**Available data:**
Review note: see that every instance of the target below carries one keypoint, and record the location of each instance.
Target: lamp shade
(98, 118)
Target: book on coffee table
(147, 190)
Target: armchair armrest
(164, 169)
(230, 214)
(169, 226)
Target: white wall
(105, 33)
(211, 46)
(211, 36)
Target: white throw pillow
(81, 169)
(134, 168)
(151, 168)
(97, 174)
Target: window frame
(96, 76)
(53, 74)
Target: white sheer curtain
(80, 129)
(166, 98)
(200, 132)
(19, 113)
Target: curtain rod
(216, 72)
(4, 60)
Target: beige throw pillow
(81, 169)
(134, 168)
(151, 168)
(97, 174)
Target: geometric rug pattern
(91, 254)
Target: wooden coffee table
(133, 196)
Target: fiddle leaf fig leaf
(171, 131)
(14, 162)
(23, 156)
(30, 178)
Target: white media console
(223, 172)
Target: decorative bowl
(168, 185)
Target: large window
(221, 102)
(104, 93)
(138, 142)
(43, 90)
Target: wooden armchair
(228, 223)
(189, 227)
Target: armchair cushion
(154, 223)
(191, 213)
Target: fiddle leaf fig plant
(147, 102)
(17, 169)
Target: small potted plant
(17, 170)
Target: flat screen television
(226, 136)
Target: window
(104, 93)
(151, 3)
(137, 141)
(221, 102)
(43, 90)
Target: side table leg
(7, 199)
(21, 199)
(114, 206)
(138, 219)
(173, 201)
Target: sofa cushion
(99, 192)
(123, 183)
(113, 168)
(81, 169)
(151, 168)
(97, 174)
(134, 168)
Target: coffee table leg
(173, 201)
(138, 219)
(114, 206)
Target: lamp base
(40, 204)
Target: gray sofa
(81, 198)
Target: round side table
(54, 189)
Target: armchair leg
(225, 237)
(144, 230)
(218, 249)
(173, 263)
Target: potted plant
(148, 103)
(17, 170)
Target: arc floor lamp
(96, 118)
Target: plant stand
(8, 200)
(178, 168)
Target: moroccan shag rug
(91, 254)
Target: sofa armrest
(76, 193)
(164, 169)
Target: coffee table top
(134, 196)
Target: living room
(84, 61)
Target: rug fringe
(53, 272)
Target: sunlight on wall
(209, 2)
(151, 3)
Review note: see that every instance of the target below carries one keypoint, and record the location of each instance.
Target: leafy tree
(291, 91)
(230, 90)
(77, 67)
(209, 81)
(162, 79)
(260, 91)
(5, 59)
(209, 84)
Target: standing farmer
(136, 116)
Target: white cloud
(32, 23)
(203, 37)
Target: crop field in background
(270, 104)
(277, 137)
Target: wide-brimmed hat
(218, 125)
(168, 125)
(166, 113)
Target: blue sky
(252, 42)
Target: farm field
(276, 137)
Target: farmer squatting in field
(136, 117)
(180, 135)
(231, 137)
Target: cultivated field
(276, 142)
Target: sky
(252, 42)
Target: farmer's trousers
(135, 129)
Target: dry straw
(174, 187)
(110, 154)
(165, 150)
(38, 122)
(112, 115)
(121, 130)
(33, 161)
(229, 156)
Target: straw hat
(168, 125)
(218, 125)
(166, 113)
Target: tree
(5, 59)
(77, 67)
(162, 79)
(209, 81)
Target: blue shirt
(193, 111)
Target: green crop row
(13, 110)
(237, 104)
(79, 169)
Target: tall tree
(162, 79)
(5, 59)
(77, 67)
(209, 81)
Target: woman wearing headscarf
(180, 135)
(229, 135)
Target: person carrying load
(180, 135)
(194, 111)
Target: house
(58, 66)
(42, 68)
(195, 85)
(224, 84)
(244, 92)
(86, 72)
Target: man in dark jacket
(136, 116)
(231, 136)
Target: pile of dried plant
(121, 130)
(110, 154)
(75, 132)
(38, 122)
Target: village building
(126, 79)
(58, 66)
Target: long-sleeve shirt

**Exercise description:**
Make an exact copy of every record listed above.

**Task result:**
Review note: see that every instance of the target below carries one keypoint, and record the location of each instance.
Target: lamp shade
(98, 118)
Target: book on coffee table
(147, 190)
Target: armchair armrest
(164, 169)
(230, 214)
(169, 226)
Target: white wall
(105, 33)
(211, 46)
(211, 36)
Target: white throw pillow
(81, 169)
(134, 168)
(151, 168)
(97, 174)
Target: window frame
(96, 76)
(53, 74)
Target: white sheer curtain
(80, 129)
(166, 98)
(200, 132)
(19, 113)
Target: curtain rod
(216, 72)
(4, 60)
Target: beige throw pillow
(81, 169)
(134, 168)
(151, 168)
(97, 174)
Target: geometric rug pattern
(91, 254)
Target: wooden coffee table
(133, 196)
Target: fiddle leaf fig leaf
(171, 131)
(14, 162)
(23, 156)
(30, 178)
Target: white media console
(223, 172)
Target: decorative bowl
(168, 185)
Target: large window
(221, 102)
(104, 93)
(138, 142)
(43, 90)
Target: wooden armchair
(228, 223)
(189, 227)
Target: armchair cushion
(154, 223)
(191, 213)
Target: fiddle leaf fig plant
(147, 102)
(17, 169)
Target: small potted plant
(17, 170)
Target: flat screen television
(226, 136)
Target: window
(104, 93)
(151, 3)
(137, 141)
(221, 102)
(43, 90)
Target: side table leg
(7, 199)
(21, 199)
(114, 206)
(138, 219)
(173, 201)
Target: sofa cushion
(99, 192)
(123, 183)
(113, 168)
(81, 169)
(151, 168)
(97, 174)
(134, 168)
Target: coffee table leg
(173, 201)
(138, 219)
(114, 206)
Target: lamp base
(40, 204)
Target: gray sofa
(81, 198)
Target: round side table
(54, 189)
Target: armchair leg
(225, 237)
(144, 230)
(218, 249)
(173, 263)
Target: potted plant
(148, 103)
(17, 170)
Target: arc floor lamp
(96, 118)
Target: plant stand
(8, 200)
(178, 168)
Target: moroccan shag rug
(91, 254)
Target: sofa armrest
(76, 193)
(164, 169)
Target: coffee table top
(134, 196)
Target: living room
(84, 61)
Target: rug fringe
(53, 272)
Target: sunlight on wall
(209, 2)
(151, 3)
Review note: see that every instance of the target below carries one keypoint, and record the location of each instance.
Target: leafy tree
(291, 91)
(230, 90)
(77, 67)
(209, 81)
(162, 79)
(260, 91)
(5, 59)
(209, 84)
Target: standing farmer
(136, 116)
Target: white cloud
(32, 23)
(203, 37)
Target: crop field in background
(270, 104)
(277, 137)
Target: wide-brimmed hat
(218, 125)
(168, 125)
(166, 113)
Target: blue sky
(252, 42)
Target: farm field
(276, 137)
Target: farmer squatting in field
(136, 117)
(180, 135)
(231, 137)
Target: cultivated field
(276, 142)
Target: sky
(252, 42)
Target: farmer's trousers
(135, 129)
Target: dry straw
(174, 187)
(110, 154)
(165, 150)
(38, 122)
(112, 115)
(121, 130)
(33, 161)
(229, 156)
Target: straw hat
(168, 125)
(218, 125)
(166, 113)
Target: tree
(5, 59)
(77, 67)
(162, 79)
(209, 81)
Target: blue shirt
(193, 111)
Target: green crop row
(13, 110)
(237, 104)
(79, 169)
Target: tall tree
(162, 79)
(5, 59)
(77, 67)
(209, 81)
Target: woman wearing headscarf
(180, 135)
(229, 135)
Target: person carrying load
(180, 135)
(194, 111)
Target: house
(58, 66)
(42, 68)
(195, 85)
(224, 84)
(244, 92)
(86, 72)
Target: man in dark jacket
(136, 116)
(231, 136)
Target: pile of dried plant
(121, 130)
(110, 154)
(75, 132)
(38, 122)
Target: village building
(126, 79)
(58, 66)
Target: long-sleeve shirt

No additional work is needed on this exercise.